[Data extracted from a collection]

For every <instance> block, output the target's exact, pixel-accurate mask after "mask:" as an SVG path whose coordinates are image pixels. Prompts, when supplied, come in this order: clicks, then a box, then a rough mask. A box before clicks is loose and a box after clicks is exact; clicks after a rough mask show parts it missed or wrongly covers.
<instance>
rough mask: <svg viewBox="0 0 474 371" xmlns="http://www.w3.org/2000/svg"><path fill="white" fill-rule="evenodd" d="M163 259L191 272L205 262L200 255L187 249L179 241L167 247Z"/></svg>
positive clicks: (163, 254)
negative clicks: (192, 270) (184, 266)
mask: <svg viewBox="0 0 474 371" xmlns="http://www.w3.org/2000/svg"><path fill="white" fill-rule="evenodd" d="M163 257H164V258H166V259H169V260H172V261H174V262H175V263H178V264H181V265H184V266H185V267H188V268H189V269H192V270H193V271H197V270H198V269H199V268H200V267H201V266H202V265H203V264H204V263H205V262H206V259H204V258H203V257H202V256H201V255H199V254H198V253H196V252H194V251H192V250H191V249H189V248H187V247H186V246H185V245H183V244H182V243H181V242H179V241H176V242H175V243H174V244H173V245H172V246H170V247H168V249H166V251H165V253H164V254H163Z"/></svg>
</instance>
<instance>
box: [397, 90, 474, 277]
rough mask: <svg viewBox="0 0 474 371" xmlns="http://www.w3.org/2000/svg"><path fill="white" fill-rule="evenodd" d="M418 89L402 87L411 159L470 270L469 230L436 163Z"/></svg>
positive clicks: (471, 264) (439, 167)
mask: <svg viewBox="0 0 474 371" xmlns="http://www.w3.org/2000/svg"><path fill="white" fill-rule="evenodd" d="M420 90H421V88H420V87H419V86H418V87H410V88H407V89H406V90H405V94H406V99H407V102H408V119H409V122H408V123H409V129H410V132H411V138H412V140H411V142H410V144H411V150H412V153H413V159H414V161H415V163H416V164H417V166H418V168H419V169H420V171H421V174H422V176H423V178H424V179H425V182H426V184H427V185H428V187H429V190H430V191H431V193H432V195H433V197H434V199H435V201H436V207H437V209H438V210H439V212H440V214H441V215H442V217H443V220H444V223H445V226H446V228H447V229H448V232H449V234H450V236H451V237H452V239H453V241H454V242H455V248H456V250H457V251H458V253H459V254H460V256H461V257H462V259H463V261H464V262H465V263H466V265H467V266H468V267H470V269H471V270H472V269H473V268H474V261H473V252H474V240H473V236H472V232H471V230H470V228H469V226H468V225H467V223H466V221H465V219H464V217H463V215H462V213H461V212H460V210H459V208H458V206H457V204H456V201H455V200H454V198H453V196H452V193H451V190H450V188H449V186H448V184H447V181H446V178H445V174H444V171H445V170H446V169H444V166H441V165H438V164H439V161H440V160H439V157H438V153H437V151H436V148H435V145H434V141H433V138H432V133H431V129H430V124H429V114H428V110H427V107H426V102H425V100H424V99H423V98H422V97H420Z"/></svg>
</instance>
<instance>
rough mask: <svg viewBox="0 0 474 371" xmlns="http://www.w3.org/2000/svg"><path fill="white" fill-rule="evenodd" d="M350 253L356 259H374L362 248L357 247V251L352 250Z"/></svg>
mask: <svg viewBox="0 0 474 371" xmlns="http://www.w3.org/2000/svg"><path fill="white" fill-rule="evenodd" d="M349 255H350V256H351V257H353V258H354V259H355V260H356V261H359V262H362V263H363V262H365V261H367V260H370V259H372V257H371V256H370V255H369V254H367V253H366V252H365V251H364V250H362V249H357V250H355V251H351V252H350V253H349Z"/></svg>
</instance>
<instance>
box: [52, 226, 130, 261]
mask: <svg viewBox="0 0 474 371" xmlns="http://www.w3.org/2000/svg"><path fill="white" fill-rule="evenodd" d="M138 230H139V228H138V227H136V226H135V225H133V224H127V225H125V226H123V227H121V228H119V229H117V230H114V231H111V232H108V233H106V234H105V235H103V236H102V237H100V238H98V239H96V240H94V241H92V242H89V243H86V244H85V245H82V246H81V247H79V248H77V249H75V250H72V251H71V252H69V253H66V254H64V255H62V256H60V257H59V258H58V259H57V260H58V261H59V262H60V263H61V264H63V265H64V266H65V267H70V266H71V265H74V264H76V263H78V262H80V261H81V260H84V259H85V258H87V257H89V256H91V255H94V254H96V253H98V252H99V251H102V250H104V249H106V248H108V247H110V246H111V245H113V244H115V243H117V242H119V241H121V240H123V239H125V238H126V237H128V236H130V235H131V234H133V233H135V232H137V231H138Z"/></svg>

HOW TO COMPLETE THIS TASK: Write all the entries out again exactly as they are.

EXERCISE RESULT:
For every <instance> block, output the target's exact, pixel-accurate mask after "mask:" as an SVG path whose coordinates are image pixels. Prompts, when supplied, come in this order: clicks, then a box, then a rough mask. A box before clicks is loose and a box after clicks is exact; clicks after a rough mask show parts it missed or wrongly covers.
<instance>
rough mask: <svg viewBox="0 0 474 371" xmlns="http://www.w3.org/2000/svg"><path fill="white" fill-rule="evenodd" d="M163 259L191 272L205 262L200 255L187 249L179 241L167 247Z"/></svg>
positive clicks: (163, 254)
negative clicks: (192, 270) (184, 266)
mask: <svg viewBox="0 0 474 371" xmlns="http://www.w3.org/2000/svg"><path fill="white" fill-rule="evenodd" d="M163 257H164V258H166V259H169V260H172V261H174V262H175V263H178V264H181V265H184V266H185V267H188V268H189V269H192V270H193V271H197V270H198V269H199V268H200V267H201V266H202V265H203V264H204V263H205V262H206V259H204V258H203V257H202V256H201V255H199V254H198V253H196V252H194V251H192V250H191V249H189V248H187V247H186V246H185V245H183V244H182V243H181V242H179V241H176V242H175V243H174V244H173V245H172V246H170V247H168V249H166V251H165V253H164V254H163Z"/></svg>
</instance>
<instance>
box: [397, 90, 474, 277]
rough mask: <svg viewBox="0 0 474 371" xmlns="http://www.w3.org/2000/svg"><path fill="white" fill-rule="evenodd" d="M418 89L402 87L411 159L470 270L469 230L436 163Z"/></svg>
positive clicks: (471, 264) (439, 167)
mask: <svg viewBox="0 0 474 371" xmlns="http://www.w3.org/2000/svg"><path fill="white" fill-rule="evenodd" d="M420 90H421V88H420V87H419V86H418V87H410V88H407V89H406V90H405V94H406V99H407V102H408V119H409V122H408V123H409V129H410V132H411V138H412V140H411V142H410V144H411V150H412V153H413V159H414V161H415V163H416V164H417V166H418V168H419V169H420V171H421V174H422V176H423V178H424V179H425V182H426V184H427V185H428V187H429V190H430V191H431V193H432V195H433V197H434V199H435V201H436V207H437V209H438V210H439V212H440V214H441V215H442V217H443V220H444V223H445V226H446V228H447V229H448V232H449V234H450V236H451V237H452V239H453V241H454V242H455V248H456V250H457V251H458V253H459V254H460V256H461V257H462V259H463V261H464V262H465V263H466V265H467V266H468V267H470V269H471V270H472V269H473V268H474V261H473V252H474V240H473V236H472V232H471V230H470V228H469V226H468V225H467V223H466V221H465V219H464V217H463V215H462V213H461V212H460V210H459V208H458V206H457V204H456V201H455V200H454V198H453V196H452V193H451V190H450V188H449V186H448V184H447V181H446V178H445V174H444V171H445V170H446V169H444V166H441V165H438V164H439V161H440V160H439V157H438V153H437V151H436V148H435V145H434V141H433V138H432V133H431V129H430V124H429V114H428V110H427V107H426V102H425V100H424V99H423V98H422V97H420Z"/></svg>
</instance>
<instance>
rough mask: <svg viewBox="0 0 474 371" xmlns="http://www.w3.org/2000/svg"><path fill="white" fill-rule="evenodd" d="M350 253L356 259H374L362 248L357 247V251L352 250Z"/></svg>
mask: <svg viewBox="0 0 474 371" xmlns="http://www.w3.org/2000/svg"><path fill="white" fill-rule="evenodd" d="M349 255H350V256H351V257H353V258H354V259H355V260H356V261H359V262H362V263H363V262H365V261H367V260H370V259H372V257H371V256H370V255H369V254H367V253H366V252H365V251H364V250H362V249H357V250H355V251H351V252H350V253H349Z"/></svg>
</instance>
<instance>
box: [52, 226, 130, 261]
mask: <svg viewBox="0 0 474 371" xmlns="http://www.w3.org/2000/svg"><path fill="white" fill-rule="evenodd" d="M138 230H139V228H138V227H136V226H135V225H133V224H127V225H125V226H123V227H121V228H119V229H117V230H114V231H111V232H108V233H106V234H105V235H103V236H102V237H100V238H98V239H96V240H94V241H92V242H89V243H86V244H85V245H82V246H81V247H79V248H77V249H75V250H72V251H71V252H69V253H66V254H64V255H62V256H60V257H59V258H58V259H57V260H58V261H59V262H60V263H61V264H63V265H64V266H65V267H70V266H71V265H74V264H76V263H78V262H80V261H81V260H84V259H85V258H87V257H89V256H91V255H94V254H96V253H98V252H99V251H102V250H104V249H106V248H108V247H110V246H111V245H113V244H115V243H117V242H119V241H121V240H123V239H125V238H126V237H128V236H130V235H131V234H133V233H135V232H137V231H138Z"/></svg>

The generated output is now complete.